### Tarefas propostas
(A) Pode transcrever, sem nenhuma alteração, o trecho do texto sobre zoonoses e degradação ambiental que vai de "Para os pesquisadores, no" até "sinais de alerta."?
(B) Como você continuaria o texto sobre zoonoses e degradação ambiental a partir do ponto em que ele termina?

### Texto de origem
..............................
De acordo com os cientistas, a perda da biodiversidade, a expansão das atividades humanas em áreas de matas e florestas e o consumo de animais silvestres como recurso alimentar ou em práticas exotéricas foram alguns dos principais facilitadores de surtos recentes de doenças infecciosas, tais como ebola, Nipah e arboviroses, patógenos transmitidos por insetos.

Para os pesquisadores, no cenário brasileiro, o aumento da vulnerabilidade social e da degradação ambiental eleva o risco de infecções zoonóticas, transmitidas de um animal para os seres humanos. Assim, a emergência e a reemergência de agravos, incluindo a febre Oropouche, hantaviroses, doença de Chagas e febre amarela, são consideradas sinais de alerta.

No ponto de vista dos especialistas, a progressiva flexibilização das leis de proteção, o desmantelamento das instituições ambientais, o desrespeito às evidências científicas e os ataques às organizações de conservação do meio ambiente são fatores que contribuem para o aumento do desmatamento, uso indevido de pesticidas e comércio ilegal de animais selvagens.

“Todas essas ações representam um grande retrocesso nas políticas socioambientais, o que abre novas portas para o surgimento de zoonoses e impacta negativamente tanto a biodiversidade como a saúde pública, colocando milhões de pessoas em risco”, afirmam os autores da carta.
..............................
### Registros listados

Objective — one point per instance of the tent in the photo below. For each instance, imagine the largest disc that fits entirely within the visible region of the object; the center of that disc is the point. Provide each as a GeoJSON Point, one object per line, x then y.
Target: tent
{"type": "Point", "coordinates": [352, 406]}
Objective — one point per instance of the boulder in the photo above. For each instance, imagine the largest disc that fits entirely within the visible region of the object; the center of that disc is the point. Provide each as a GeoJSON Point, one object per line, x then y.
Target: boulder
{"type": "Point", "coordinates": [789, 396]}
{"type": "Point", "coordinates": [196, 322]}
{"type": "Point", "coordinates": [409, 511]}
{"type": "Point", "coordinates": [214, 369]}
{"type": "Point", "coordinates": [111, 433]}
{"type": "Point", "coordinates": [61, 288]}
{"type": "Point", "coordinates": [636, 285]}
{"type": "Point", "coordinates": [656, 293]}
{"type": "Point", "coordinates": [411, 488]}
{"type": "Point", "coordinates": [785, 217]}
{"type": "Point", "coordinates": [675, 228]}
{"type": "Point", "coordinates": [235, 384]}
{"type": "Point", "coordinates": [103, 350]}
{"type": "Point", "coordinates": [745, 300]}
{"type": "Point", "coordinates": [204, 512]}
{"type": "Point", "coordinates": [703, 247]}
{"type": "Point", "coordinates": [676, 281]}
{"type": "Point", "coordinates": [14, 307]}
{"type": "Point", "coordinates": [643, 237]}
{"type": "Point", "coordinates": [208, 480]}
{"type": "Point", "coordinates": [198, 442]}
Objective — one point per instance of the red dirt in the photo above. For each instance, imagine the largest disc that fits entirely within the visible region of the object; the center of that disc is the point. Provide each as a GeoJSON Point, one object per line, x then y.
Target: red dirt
..............................
### Tarefas resolvidas
(A)
Para os pesquisadores, no cenário brasileiro, o aumento da vulnerabilidade social e da degradação ambiental eleva o risco de infecções zoonóticas, transmitidas de um animal para os seres humanos. Assim, a emergência e a reemergência de agravos, incluindo a febre Oropouche, hantaviroses, doença de Chagas e febre amarela, são consideradas sinais de alerta.

(B)
O fortalecimento do sistema público de saúde brasileiro, incluindo o paradigma da saúde única, que contempla a saúde humana, animal e ambiental, é apontado, no documento, como o caminho para enfrentar o problema.

Nesse sentido, os pesquisadores defendem a criação de um sistema integrado de vigilância e monitoramento de doenças silvestres, com forte colaboração intersetorial. Além disso, enfatizam a necessidade de cooperação multilateral e transfronteiriça.

Considerando a pandemia da Covid-19, infecção causada pelo novo coronavírus, os cientistas afirmam que a doença “representa um argumento irrefutável da necessidade de integrar a conservação da biodiversidade, a inclusão social e a resiliência econômica, por meio de cadeias socioprodutivas inovadoras e sustentáveis”.

“A ciência e a justiça social precisam ser aplicadas como instrumentos para a transformação da formulação de políticas ambientais e de saúde”, concluem os cientistas na carta.

Prevenção

De acordo com o pesquisador do Departamento de Engenharia e Meio Ambiente da UFPB, Rafael Raimundo, a publicação está relacionada a um projeto de síntese, de natureza multi-institucional, desenvolvido no Centro de Síntese em Biodiversidade e Serviços Ecossistêmicos (SinBiose) do Conselho Nacional de Desenvolvimento Científico e Tecnológico (CNPq), entidade ligada ao Ministério da Ciência, Tecnologia, Inovações e Comunicações para incentivo à pesquisa no Brasil.

O projeto é institucionalmente liderado pela Fundação Oswaldo Cruz (Fiocruz), sendo que professores da UFPB integram o grupo que coordena as ações, tanto o professor Rafael Raimundo, quanto a docente Ana Carolina Lacerda, do Departamento de Sistemática e Ecologia da UFPB.

“Esse projeto tem como objetivo compreender e prever como a convergência da degradação ambiental e vulnerabilidade social criam condições para emergência de surtos e epidemias de doenças tropicais negligenciadas”, explica o professor da UFPB.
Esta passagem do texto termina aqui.